** start Excerpted text **

Effect of pasture suitability for arable cropping
Table 5 demonstrates that when the pasture of the ruminant system grazes is 0% suitable for arable crop production, dairy beef and suckler beef systems’ LUR are 0.25 and 0.28, respectively. When both ruminant systems are confined to marginal pasture then they are land-use efficient, the remaining feed–food competition comes from the arable land used for feed. In contrast in Table 5 where the ruminant systems are sourcing their grass from land that is 100% suitable for arable crop production, the LUR value of dairy beef becomes 1.35 and of suckler beef systems 3.77. Therefore, if the current ruminant systems are sourcing their grass from pasture that is 100% suitable for arable crop production, both livestock systems are land-use inefficient and are net losses to the supply of HDP.
a DIAAS is preferred baseline study.

** end Excerpted text **

• The exercise: Please reproduce the part of the pasture-suitability text starting with "Effect of pasture" and going on through "preferred baseline study.", word for word.

** start Provided records **

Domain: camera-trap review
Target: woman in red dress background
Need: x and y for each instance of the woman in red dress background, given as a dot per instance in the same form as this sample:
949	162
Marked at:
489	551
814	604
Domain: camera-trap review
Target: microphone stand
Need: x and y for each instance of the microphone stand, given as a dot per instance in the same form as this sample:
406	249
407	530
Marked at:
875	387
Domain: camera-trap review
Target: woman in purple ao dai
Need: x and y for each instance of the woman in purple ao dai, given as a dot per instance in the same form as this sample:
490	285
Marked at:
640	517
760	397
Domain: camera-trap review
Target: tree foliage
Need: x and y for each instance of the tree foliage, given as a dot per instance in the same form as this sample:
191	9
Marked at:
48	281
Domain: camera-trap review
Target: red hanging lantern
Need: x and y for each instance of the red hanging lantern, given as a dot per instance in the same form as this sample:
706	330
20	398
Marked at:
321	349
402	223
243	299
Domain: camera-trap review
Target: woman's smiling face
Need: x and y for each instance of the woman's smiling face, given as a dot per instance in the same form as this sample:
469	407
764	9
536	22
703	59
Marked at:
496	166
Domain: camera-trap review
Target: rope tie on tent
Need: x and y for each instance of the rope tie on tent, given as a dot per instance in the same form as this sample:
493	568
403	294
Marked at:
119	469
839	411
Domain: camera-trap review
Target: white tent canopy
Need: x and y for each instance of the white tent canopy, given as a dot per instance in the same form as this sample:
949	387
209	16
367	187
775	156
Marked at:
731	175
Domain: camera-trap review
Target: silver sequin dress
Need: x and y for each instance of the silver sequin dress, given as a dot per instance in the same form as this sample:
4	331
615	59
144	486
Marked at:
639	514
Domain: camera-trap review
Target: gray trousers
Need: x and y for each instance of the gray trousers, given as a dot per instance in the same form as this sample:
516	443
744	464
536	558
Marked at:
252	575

** end Provided records **

• Task output:
Effect of pasture suitability for arable cropping
Table 5 demonstrates that when the pasture of the ruminant system grazes is 0% suitable for arable crop production, dairy beef and suckler beef systems’ LUR are 0.25 and 0.28, respectively. When both ruminant systems are confined to marginal pasture then they are land-use efficient, the remaining feed–food competition comes from the arable land used for feed. In contrast in Table 5 where the ruminant systems are sourcing their grass from land that is 100% suitable for arable crop production, the LUR value of dairy beef becomes 1.35 and of suckler beef systems 3.77. Therefore, if the current ruminant systems are sourcing their grass from pasture that is 100% suitable for arable crop production, both livestock systems are land-use inefficient and are net losses to the supply of HDP.
a DIAAS is preferred baseline study.